▶ _TASK BRIEF_:
Both the line containing "--target red indicator light" and the line containing "--target driver's right hand" belong to the span. Output exactly that span from the listing below, and nothing outside it.
-- RECORDS TO USE follows --
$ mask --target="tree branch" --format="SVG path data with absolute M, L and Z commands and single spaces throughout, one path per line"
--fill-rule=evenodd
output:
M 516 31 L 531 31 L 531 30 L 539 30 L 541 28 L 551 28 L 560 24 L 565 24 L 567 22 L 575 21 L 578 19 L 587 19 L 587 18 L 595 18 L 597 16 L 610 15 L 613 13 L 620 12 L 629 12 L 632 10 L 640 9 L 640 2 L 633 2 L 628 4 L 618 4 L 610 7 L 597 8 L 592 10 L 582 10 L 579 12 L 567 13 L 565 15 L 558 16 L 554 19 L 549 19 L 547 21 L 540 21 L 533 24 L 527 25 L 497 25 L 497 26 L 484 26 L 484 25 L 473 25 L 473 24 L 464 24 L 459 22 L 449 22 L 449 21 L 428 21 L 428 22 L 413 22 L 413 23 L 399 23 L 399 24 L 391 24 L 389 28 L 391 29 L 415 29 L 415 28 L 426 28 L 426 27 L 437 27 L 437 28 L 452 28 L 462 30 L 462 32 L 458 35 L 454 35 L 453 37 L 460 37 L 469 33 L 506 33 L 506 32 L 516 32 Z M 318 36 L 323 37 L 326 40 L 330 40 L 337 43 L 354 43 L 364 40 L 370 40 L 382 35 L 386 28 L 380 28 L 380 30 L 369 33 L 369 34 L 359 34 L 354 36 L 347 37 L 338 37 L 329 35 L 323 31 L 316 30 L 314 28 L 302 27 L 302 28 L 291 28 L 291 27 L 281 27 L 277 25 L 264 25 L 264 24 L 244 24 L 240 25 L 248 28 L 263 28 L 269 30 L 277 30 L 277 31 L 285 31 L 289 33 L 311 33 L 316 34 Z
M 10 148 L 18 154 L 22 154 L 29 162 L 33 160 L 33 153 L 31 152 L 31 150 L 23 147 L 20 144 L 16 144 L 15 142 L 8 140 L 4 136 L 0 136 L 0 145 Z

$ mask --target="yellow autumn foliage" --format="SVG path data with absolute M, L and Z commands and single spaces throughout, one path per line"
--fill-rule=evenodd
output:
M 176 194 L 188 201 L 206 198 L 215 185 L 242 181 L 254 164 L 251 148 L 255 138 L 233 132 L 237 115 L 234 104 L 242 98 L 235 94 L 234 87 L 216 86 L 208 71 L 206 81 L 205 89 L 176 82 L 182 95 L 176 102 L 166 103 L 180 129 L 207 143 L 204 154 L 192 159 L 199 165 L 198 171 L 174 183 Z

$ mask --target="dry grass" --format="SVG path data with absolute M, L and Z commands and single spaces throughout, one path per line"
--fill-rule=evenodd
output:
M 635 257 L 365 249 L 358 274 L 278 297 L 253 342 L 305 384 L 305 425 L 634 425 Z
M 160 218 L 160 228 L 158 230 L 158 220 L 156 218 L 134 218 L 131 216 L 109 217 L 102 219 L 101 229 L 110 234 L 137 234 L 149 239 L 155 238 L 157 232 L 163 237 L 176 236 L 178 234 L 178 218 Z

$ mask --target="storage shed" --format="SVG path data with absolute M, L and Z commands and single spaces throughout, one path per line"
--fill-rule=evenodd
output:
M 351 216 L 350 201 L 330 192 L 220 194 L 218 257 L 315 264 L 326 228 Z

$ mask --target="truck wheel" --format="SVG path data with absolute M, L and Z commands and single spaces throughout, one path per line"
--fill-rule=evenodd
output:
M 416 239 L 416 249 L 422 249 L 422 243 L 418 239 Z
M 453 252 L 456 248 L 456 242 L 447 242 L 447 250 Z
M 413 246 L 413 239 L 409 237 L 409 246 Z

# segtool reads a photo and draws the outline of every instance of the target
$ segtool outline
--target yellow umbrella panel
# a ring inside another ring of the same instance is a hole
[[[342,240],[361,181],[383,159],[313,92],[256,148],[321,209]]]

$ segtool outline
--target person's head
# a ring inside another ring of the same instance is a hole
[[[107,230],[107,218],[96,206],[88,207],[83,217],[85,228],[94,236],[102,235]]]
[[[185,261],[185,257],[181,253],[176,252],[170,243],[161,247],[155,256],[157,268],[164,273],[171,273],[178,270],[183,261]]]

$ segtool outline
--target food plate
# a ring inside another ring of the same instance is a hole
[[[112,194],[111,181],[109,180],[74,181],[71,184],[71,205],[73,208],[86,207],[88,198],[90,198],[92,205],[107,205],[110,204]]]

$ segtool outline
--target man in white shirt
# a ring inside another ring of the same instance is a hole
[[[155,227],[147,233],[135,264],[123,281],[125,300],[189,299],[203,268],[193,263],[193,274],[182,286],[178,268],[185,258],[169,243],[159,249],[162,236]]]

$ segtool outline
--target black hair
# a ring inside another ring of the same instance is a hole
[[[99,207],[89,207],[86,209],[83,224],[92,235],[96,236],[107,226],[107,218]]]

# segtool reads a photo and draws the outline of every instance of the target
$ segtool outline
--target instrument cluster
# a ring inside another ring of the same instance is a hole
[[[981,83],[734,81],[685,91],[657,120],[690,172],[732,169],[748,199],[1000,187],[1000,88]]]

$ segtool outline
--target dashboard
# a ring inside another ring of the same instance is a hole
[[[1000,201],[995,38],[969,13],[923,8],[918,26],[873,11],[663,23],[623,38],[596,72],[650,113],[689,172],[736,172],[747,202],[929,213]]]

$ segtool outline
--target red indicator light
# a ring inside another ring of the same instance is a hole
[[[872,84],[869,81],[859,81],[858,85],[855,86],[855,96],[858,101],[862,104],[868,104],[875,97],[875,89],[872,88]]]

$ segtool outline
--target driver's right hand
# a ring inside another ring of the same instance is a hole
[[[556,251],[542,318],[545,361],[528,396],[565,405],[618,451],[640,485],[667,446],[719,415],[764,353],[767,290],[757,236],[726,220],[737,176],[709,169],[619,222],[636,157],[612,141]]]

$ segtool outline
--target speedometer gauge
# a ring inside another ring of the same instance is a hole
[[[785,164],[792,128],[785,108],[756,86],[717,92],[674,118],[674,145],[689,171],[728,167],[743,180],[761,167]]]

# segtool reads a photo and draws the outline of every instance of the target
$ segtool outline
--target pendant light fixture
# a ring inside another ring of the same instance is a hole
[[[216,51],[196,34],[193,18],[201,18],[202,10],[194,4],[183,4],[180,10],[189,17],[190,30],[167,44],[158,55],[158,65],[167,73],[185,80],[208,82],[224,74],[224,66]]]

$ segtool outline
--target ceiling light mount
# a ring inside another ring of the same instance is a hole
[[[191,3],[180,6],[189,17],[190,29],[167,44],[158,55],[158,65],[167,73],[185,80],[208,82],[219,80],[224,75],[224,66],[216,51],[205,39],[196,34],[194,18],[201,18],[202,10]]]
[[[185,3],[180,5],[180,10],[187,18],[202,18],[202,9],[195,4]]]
-- RECORDS TO USE concluded --
▶ _RESPONSE_:
--target red indicator light
# a ring inside another ring of the same instance is a hole
[[[872,84],[869,81],[859,81],[858,85],[855,86],[855,96],[858,101],[862,104],[868,104],[875,97],[875,89],[872,88]]]

$ segtool outline
--target driver's right hand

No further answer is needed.